● Exercice bref:
Recopiez mot pour mot, dans l'extrait sur la dureté envers les pauvres, le passage qui va de "Que leur demande-t-on" jusqu'à "que j'appelle dureté.".

● Extrait:
════
Que dis-je, et est-il donc possible qu'il y ait des âmes de cette trempe? Oui, Mesdames, il y en a; et malgré la sainteté de la foi chrétienne, on en voit dans le sein même de la religion qui, sur ce point, sont plus infidèles que les païens mêmes. Qu'il soit question de leurs personnes , que de soins ! que de ménagements ! que de précautions ! elles sont délicates jusqu'à la mollesse. Mais qu'il s'agisse des pauvres (oserai-je parler delà sorte?), elles vont jusqu'à une espèce de barbarie et de cruauté.

Que leur demande-t-on ? Ce qui leur coûterait peu, ce qui souvent ne leur coûterait rien, ce qui ne leur est nullement nécessaire, ce qui quelquefois leur est nuisible et toujours absolument inutile. Car il ne faudrait rien de plus pour subvenir à tant de calamités dont nous sommes témoins. Avec cela les pauvres vivraient, ou plutôt il n'y aurait plus de pauvres. Mais elles aiment mieux qu'il y en ait, et qu'il y en ait une si nombreuse multitude ; elles aiment mieux que tant de familles tombent en ruine et demeurent sans ressource ; elles aiment mieux les laisser languir, pâtir, se tourmenter et se désespérer dans leur indigence, que de se dessaisir de quoique ce soit,quelque vil et quelque superflu qu'il puisse être. Voilà ce que j'appelle dureté.
════
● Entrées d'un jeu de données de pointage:
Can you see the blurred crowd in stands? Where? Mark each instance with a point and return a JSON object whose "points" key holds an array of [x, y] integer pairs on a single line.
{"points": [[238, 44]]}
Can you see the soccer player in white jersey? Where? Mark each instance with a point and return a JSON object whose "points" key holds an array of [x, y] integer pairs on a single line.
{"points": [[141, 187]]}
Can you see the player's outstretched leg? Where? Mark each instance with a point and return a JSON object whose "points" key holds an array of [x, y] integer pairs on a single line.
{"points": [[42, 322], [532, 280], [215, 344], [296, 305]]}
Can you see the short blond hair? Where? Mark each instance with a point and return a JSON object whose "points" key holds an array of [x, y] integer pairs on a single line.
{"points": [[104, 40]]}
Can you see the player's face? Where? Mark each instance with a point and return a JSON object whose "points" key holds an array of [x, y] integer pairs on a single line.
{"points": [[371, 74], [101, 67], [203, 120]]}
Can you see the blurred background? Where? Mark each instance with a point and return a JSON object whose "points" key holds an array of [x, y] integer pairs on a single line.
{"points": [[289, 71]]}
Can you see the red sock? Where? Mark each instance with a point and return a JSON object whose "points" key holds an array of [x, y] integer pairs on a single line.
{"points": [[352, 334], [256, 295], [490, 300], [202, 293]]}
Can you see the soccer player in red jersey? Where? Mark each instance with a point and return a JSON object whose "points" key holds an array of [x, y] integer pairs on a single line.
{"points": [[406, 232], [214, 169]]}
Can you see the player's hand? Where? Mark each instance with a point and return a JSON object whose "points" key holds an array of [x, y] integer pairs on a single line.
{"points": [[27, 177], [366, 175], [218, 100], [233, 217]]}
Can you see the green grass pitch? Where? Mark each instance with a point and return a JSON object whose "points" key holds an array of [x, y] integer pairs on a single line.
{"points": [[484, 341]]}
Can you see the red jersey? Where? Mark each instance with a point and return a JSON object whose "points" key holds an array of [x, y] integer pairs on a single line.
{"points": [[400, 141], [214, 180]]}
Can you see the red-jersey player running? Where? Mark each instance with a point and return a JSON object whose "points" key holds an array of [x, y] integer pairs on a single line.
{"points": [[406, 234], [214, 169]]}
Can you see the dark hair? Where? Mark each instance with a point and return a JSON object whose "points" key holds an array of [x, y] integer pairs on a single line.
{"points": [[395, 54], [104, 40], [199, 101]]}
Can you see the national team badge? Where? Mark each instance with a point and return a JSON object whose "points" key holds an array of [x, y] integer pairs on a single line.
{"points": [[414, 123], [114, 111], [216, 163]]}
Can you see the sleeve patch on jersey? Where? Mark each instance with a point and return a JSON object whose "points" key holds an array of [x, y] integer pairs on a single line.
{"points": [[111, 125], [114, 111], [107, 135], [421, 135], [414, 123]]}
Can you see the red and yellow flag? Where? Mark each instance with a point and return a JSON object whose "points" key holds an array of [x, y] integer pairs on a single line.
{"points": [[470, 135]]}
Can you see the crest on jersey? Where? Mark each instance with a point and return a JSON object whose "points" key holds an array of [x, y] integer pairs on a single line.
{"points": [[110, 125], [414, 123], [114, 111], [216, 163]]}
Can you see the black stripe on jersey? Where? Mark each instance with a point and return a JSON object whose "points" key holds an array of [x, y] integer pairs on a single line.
════
● Réponse attendue:
Que leur demande-t-on ? Ce qui leur coûterait peu, ce qui souvent ne leur coûterait rien, ce qui ne leur est nullement nécessaire, ce qui quelquefois leur est nuisible et toujours absolument inutile. Car il ne faudrait rien de plus pour subvenir à tant de calamités dont nous sommes témoins. Avec cela les pauvres vivraient, ou plutôt il n'y aurait plus de pauvres. Mais elles aiment mieux qu'il y en ait, et qu'il y en ait une si nombreuse multitude ; elles aiment mieux que tant de familles tombent en ruine et demeurent sans ressource ; elles aiment mieux les laisser languir, pâtir, se tourmenter et se désespérer dans leur indigence, que de se dessaisir de quoique ce soit,quelque vil et quelque superflu qu'il puisse être. Voilà ce que j'appelle dureté.